Coordinate labeling data:
'''
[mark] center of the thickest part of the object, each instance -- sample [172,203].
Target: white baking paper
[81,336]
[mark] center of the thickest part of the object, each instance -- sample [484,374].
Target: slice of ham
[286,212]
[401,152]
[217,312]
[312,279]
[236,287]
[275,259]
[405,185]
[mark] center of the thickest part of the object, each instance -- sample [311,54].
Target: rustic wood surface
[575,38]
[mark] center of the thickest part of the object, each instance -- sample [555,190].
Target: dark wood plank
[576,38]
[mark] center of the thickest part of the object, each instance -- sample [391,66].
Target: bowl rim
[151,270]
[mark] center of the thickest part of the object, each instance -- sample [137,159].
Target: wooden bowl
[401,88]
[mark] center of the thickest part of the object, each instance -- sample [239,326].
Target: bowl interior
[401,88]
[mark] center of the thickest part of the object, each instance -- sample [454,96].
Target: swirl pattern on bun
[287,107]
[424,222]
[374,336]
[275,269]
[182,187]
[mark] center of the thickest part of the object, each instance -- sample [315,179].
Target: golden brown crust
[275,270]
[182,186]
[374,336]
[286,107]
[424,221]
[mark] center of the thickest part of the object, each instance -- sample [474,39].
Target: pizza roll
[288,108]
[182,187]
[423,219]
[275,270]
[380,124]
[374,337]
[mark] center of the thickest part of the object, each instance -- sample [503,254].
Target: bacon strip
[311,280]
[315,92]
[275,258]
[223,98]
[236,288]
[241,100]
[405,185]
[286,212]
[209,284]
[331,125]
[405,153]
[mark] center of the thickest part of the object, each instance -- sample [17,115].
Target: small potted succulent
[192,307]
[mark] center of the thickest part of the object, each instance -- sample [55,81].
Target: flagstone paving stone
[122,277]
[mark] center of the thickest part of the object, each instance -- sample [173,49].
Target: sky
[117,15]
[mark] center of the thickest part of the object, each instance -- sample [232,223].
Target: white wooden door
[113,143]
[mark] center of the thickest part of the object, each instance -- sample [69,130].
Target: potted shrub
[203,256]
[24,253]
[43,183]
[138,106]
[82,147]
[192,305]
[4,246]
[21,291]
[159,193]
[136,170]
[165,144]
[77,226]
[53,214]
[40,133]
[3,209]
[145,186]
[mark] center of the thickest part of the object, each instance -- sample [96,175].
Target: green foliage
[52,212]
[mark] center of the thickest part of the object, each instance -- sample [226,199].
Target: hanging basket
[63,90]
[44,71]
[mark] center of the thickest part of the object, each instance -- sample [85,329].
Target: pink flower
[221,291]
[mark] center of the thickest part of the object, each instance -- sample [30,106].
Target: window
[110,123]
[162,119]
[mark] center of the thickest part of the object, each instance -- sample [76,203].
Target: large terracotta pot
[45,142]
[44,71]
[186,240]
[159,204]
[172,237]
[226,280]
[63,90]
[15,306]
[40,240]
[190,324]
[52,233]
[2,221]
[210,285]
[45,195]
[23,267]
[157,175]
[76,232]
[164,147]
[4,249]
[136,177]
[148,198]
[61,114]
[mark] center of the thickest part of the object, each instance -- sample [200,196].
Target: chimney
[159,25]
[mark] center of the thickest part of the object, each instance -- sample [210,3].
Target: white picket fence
'''
**Short task:** Please output the complete data exactly.

**Expected answer:**
[mark] center of the thickest part of the object, each instance -- sample [172,203].
Target: white baking paper
[81,336]
[mark] center of the thickest part of the object, each instance -- sample [484,374].
Target: slice of ham
[286,212]
[401,152]
[217,312]
[312,279]
[236,287]
[275,259]
[405,185]
[mark] center of the thickest part of the object, each instance -- sample [311,54].
Target: rustic wood surface
[575,38]
[mark] center of the thickest part of the object, each instance -- sample [555,190].
Target: dark wood plank
[576,38]
[mark] center of the thickest part of the object, each instance -- sample [391,66].
Target: bowl rim
[151,270]
[mark] center of the thickest part of the object, each instance -- sample [137,159].
Target: wooden bowl
[401,88]
[mark] center of the thickest part of the object, each instance -- sample [239,326].
Target: bowl interior
[401,88]
[mark] center of the thickest part of the object, each instance -- sample [454,96].
Target: swirl pattern on bun
[287,107]
[424,222]
[374,336]
[275,269]
[182,187]
[mark] center of the thickest part of the object, each instance -- sample [315,179].
Target: golden brown crust
[275,270]
[182,186]
[374,336]
[286,107]
[424,221]
[mark] center of the thickest part of the object, each instance -- sample [474,39].
Target: pizza roll
[288,108]
[182,187]
[423,219]
[275,270]
[380,124]
[374,337]
[mark] center of the thickest part of the object, each instance -- sample [503,254].
Target: bacon strip
[311,280]
[315,92]
[275,258]
[223,98]
[236,288]
[241,100]
[405,185]
[286,212]
[209,284]
[331,125]
[405,153]
[mark] center of the thickest part of the object, each instance -- sample [17,115].
Target: small potted succulent
[192,307]
[mark] center of the thickest part of the object, each instance -- sample [55,81].
Target: flagstone paving stone
[122,277]
[mark] center of the thickest part of the object, each instance -- sample [173,49].
Target: sky
[117,15]
[mark] center of the thickest part of the object, each instance -- sample [232,223].
Target: white wooden door
[113,143]
[mark] center of the thickest part of the object, each instance -- sample [69,130].
Target: potted shrub
[203,256]
[24,253]
[43,183]
[138,106]
[82,147]
[192,305]
[4,246]
[21,291]
[159,193]
[136,170]
[165,144]
[77,226]
[53,214]
[40,133]
[3,209]
[145,186]
[mark] center of the thickest part of the object, each instance -- sample [96,175].
Target: green foliage
[52,212]
[mark] center of the thickest part of the object, each instance -- sample [226,199].
Target: hanging basket
[63,90]
[44,71]
[mark] center of the thickest part of the object, each instance -- sample [85,329].
Target: pink flower
[221,291]
[mark] center of the thickest part of the object, each instance -- sample [30,106].
Target: window
[110,123]
[162,119]
[mark] center of the thickest part of the object, each instance -- sample [76,203].
Target: large terracotta pot
[45,142]
[44,71]
[186,240]
[159,204]
[172,237]
[226,280]
[63,90]
[15,306]
[40,240]
[190,324]
[52,233]
[2,221]
[210,285]
[45,195]
[23,267]
[157,175]
[76,232]
[164,147]
[4,249]
[136,177]
[148,198]
[61,114]
[mark] center of the thickest part of the object, each instance -- sample [200,196].
Target: chimney
[159,25]
[mark] center of the thickest part of the object, each instance -- sample [210,3].
Target: white picket fence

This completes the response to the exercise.